WORK INSTRUCTIONS: Go through the data below and return each line where the string "siding" occurs.

[Image-grounded pointing data]

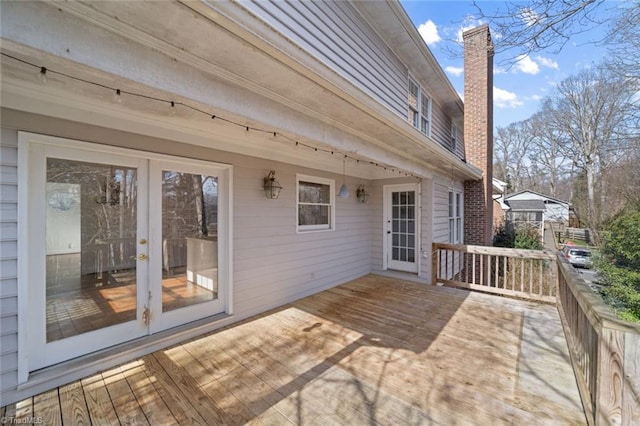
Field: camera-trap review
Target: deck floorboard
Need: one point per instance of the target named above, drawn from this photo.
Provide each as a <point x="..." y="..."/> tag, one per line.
<point x="373" y="351"/>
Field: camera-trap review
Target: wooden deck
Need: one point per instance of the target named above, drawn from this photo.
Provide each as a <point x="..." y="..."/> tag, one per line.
<point x="373" y="351"/>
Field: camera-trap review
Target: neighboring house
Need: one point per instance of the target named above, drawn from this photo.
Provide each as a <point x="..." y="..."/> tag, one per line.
<point x="499" y="207"/>
<point x="529" y="207"/>
<point x="138" y="205"/>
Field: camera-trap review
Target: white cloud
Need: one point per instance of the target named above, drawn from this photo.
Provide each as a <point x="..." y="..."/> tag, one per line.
<point x="469" y="23"/>
<point x="529" y="16"/>
<point x="499" y="70"/>
<point x="505" y="99"/>
<point x="526" y="65"/>
<point x="457" y="71"/>
<point x="429" y="32"/>
<point x="547" y="62"/>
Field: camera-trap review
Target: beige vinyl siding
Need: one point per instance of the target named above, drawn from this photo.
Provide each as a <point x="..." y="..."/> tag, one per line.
<point x="272" y="264"/>
<point x="8" y="259"/>
<point x="340" y="38"/>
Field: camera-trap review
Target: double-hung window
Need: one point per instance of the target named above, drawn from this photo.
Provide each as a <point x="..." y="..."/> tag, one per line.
<point x="316" y="200"/>
<point x="425" y="114"/>
<point x="414" y="99"/>
<point x="455" y="217"/>
<point x="419" y="114"/>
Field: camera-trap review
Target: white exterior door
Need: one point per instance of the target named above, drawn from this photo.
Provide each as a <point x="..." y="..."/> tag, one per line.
<point x="401" y="227"/>
<point x="121" y="244"/>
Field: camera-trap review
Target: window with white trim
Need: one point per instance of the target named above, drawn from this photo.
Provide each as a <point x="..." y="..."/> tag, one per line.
<point x="419" y="113"/>
<point x="455" y="217"/>
<point x="454" y="136"/>
<point x="315" y="203"/>
<point x="414" y="99"/>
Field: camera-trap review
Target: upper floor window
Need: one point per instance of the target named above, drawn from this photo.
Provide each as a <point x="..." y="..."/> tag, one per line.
<point x="316" y="200"/>
<point x="414" y="99"/>
<point x="419" y="108"/>
<point x="455" y="217"/>
<point x="454" y="136"/>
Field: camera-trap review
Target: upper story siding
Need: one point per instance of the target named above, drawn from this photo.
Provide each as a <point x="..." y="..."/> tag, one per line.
<point x="339" y="37"/>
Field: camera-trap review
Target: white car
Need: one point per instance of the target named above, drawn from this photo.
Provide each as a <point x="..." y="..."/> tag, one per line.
<point x="578" y="256"/>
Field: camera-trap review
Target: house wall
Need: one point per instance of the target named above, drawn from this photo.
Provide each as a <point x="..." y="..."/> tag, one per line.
<point x="8" y="258"/>
<point x="556" y="211"/>
<point x="339" y="37"/>
<point x="272" y="264"/>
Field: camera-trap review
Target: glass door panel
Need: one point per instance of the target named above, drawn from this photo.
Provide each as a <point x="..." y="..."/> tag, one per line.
<point x="189" y="239"/>
<point x="91" y="225"/>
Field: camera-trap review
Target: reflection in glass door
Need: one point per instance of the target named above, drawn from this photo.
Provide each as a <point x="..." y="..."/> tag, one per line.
<point x="91" y="224"/>
<point x="120" y="244"/>
<point x="189" y="239"/>
<point x="186" y="262"/>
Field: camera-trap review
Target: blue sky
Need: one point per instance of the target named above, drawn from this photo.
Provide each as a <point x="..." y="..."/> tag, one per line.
<point x="518" y="89"/>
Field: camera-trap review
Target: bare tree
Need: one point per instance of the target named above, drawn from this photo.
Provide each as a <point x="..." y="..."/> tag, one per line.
<point x="511" y="146"/>
<point x="592" y="111"/>
<point x="525" y="28"/>
<point x="547" y="151"/>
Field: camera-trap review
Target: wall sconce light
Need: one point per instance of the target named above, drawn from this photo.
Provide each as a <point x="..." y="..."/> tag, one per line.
<point x="361" y="194"/>
<point x="271" y="186"/>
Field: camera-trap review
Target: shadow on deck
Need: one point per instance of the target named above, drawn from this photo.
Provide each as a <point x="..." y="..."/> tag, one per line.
<point x="372" y="351"/>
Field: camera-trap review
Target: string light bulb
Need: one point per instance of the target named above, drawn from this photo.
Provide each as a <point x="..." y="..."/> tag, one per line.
<point x="42" y="75"/>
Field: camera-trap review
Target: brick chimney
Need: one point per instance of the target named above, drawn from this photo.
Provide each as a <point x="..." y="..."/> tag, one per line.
<point x="478" y="134"/>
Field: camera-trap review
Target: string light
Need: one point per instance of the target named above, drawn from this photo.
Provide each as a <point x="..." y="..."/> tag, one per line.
<point x="42" y="76"/>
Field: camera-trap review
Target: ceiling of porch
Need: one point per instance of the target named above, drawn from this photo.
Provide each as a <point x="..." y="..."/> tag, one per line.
<point x="220" y="74"/>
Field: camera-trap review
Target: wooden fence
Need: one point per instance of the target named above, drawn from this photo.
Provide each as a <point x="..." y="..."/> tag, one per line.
<point x="605" y="352"/>
<point x="529" y="274"/>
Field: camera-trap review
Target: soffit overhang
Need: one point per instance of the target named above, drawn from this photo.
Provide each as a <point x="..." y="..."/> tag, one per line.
<point x="197" y="34"/>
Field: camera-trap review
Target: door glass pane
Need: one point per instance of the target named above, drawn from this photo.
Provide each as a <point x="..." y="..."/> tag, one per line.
<point x="403" y="229"/>
<point x="189" y="239"/>
<point x="90" y="246"/>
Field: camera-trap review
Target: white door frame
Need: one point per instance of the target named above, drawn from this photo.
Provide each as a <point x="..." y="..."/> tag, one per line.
<point x="33" y="150"/>
<point x="41" y="352"/>
<point x="386" y="224"/>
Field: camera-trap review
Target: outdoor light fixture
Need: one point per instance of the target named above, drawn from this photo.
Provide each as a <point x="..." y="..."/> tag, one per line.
<point x="271" y="186"/>
<point x="361" y="194"/>
<point x="344" y="191"/>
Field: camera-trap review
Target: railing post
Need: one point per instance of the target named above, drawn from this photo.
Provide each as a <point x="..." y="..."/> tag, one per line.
<point x="434" y="265"/>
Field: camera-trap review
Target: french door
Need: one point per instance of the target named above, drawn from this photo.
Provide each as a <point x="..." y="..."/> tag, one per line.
<point x="401" y="220"/>
<point x="121" y="244"/>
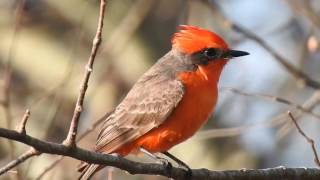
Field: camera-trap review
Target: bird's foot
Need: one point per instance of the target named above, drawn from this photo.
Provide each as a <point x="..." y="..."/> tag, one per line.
<point x="167" y="164"/>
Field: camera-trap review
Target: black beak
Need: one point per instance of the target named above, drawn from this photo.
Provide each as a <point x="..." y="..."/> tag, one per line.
<point x="235" y="53"/>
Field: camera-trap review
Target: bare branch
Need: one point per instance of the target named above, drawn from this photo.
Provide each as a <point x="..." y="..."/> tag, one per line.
<point x="310" y="140"/>
<point x="273" y="98"/>
<point x="21" y="128"/>
<point x="156" y="169"/>
<point x="28" y="154"/>
<point x="50" y="167"/>
<point x="80" y="137"/>
<point x="71" y="138"/>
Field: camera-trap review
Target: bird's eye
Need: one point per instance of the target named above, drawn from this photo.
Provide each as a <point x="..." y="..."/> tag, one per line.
<point x="212" y="53"/>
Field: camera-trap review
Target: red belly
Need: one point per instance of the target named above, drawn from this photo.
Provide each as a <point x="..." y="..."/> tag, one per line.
<point x="190" y="114"/>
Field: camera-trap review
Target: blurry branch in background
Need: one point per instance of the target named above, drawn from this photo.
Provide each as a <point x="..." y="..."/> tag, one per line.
<point x="157" y="169"/>
<point x="305" y="8"/>
<point x="80" y="137"/>
<point x="127" y="27"/>
<point x="309" y="140"/>
<point x="21" y="128"/>
<point x="303" y="79"/>
<point x="311" y="103"/>
<point x="279" y="120"/>
<point x="6" y="102"/>
<point x="69" y="148"/>
<point x="274" y="99"/>
<point x="22" y="158"/>
<point x="71" y="137"/>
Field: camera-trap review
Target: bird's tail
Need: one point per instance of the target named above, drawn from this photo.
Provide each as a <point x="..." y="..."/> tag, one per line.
<point x="87" y="170"/>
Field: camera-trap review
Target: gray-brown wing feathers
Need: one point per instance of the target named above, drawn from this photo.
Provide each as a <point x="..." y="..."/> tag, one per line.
<point x="147" y="105"/>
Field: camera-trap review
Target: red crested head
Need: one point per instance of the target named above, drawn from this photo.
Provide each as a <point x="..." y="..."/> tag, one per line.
<point x="191" y="39"/>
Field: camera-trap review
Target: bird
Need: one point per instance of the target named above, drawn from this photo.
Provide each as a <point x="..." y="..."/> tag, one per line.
<point x="170" y="101"/>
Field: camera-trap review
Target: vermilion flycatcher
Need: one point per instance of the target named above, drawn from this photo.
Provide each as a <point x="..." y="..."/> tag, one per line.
<point x="171" y="101"/>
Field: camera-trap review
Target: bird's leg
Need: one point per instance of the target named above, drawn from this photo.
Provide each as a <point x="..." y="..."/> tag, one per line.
<point x="164" y="161"/>
<point x="179" y="162"/>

PROBLEM SOLUTION:
Target: beige vinyl siding
Target: upper story siding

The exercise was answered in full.